> Given problem A:
Answer these questions about the interview excerpt, one answer per line, marked the same way:
(i) Which year's White Paper figure does Humphrys bring up?
(ii) Who does Brown say set out the goal of Labour Party economic policy in their leadership campaigns?
(iii) What does Brown say the Tories have abandoned?

> Page excerpt:
·····
HUMPHRYS:                              Full time employment? 
 
BROWN:                                 Of course it's giving people employment 
opportunities, whether they want full time or part time work.  Some people want 
to work part time, other people want to work full time, and people have got to 
have these opportunities. 
 
HUMPHRYS:                              Yes, but, when you talk about the 1944 
White Paper figure, that rested on the basis of full employment, that is to say 
a full time job, it's not part time jobs. 
 
BROWN:                                 I think, John, you're trying to say that 
Sir William Beveridge would never have favoured the development of part time 
work.  Part time work is in some cases what many women work...want as far as 
their work is concerned, full time jobs are in many cases what both women and 
men work, and we have got to meet the objective of employment opportunities for 
all. 
 
HUMPHRYS:                              So has your definition changed from the 
Beveridge definition? 
 
BROWN:                                 A definition of the government objective 
being high and stable levels of employment has not changed, and I think John 
Prescott and Tony Blair put that very well in their leadership campaigns when 
they set out the goal of Labour Party economic policy. 
 
HUMPHRYS:                              But why this is important is because in 
the past, when the Tories say after new unemployment figures and new employment 
figures are produced, the unemployment rate is coming down, they're going to be 
doing that for a very long time now, you, your party says, "no they're not, 
they're only part time jobs, they don't count". 
 
BROWN:                                 No, the difference between ourselves and 
the Tories is very clear.  They have abandoned the 1944 objective, we have not. 
I believe... 
 
HUMPHRYS:                              But you've watered it down, if it 
includes part time jobs.
·····
> Stored rows:
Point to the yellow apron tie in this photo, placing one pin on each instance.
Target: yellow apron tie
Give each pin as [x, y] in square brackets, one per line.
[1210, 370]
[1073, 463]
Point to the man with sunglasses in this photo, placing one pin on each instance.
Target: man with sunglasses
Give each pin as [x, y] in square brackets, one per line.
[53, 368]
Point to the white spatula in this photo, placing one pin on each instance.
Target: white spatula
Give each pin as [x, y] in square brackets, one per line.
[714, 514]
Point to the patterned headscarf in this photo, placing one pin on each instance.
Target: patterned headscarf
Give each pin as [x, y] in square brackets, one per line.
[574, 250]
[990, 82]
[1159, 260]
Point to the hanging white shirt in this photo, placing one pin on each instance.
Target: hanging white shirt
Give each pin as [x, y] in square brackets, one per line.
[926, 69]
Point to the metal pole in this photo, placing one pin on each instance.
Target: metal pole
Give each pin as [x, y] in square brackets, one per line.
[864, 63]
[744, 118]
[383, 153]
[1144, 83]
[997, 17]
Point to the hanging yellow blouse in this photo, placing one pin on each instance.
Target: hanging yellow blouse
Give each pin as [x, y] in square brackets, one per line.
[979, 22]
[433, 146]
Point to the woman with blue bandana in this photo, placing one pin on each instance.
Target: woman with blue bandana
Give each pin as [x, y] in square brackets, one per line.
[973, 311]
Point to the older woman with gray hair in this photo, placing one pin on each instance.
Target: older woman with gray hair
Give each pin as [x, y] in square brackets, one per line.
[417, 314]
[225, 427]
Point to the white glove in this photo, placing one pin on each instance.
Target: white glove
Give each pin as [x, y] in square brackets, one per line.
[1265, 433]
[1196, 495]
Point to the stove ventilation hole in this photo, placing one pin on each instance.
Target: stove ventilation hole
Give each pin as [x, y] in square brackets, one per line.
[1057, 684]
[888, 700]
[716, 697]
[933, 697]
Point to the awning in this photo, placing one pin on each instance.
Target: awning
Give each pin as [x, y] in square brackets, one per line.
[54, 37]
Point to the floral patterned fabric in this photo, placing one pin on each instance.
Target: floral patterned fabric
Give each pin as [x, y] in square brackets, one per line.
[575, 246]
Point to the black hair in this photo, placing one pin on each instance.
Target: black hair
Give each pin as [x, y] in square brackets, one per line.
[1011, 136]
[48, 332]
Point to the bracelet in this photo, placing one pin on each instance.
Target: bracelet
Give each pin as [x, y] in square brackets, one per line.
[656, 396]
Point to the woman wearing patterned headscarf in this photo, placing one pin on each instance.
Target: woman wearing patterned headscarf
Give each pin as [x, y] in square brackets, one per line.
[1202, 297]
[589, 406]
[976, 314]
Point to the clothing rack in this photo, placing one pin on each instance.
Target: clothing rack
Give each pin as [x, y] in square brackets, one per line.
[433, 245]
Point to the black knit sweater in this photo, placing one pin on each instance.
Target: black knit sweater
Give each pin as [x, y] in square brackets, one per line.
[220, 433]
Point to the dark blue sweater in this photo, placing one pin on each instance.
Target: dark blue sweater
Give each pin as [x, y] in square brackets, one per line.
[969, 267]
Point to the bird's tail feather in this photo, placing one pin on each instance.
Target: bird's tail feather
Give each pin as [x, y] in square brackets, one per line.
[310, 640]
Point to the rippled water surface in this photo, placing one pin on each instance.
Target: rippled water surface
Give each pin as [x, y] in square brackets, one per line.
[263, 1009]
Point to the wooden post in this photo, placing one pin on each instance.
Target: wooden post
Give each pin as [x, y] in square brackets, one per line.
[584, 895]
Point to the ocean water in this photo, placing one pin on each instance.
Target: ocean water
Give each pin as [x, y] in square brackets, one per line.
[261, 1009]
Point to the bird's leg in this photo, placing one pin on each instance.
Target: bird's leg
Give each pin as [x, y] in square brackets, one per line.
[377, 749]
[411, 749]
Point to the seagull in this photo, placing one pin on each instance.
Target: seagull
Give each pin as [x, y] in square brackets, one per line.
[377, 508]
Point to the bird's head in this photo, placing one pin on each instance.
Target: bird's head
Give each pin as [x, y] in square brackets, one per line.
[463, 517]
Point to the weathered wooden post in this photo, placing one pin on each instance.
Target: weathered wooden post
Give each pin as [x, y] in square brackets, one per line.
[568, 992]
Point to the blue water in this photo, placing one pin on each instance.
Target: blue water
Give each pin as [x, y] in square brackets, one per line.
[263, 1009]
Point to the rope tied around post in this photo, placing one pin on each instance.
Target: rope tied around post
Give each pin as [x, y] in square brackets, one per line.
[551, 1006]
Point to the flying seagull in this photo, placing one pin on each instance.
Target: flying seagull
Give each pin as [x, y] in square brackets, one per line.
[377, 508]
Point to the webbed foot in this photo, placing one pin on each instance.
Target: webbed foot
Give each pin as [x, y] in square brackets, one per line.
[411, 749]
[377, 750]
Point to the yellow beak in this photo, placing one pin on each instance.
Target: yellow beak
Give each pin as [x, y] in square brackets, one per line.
·····
> Given problem B: Collect each line of the entries above that contains the word "rippled".

> Worked answer A:
(i) 1944
(ii) John Prescott and Tony Blair
(iii) The 1944 objective

> Worked answer B:
Point to the rippled water surface in this photo, placing one pin on each instance.
Target: rippled water surface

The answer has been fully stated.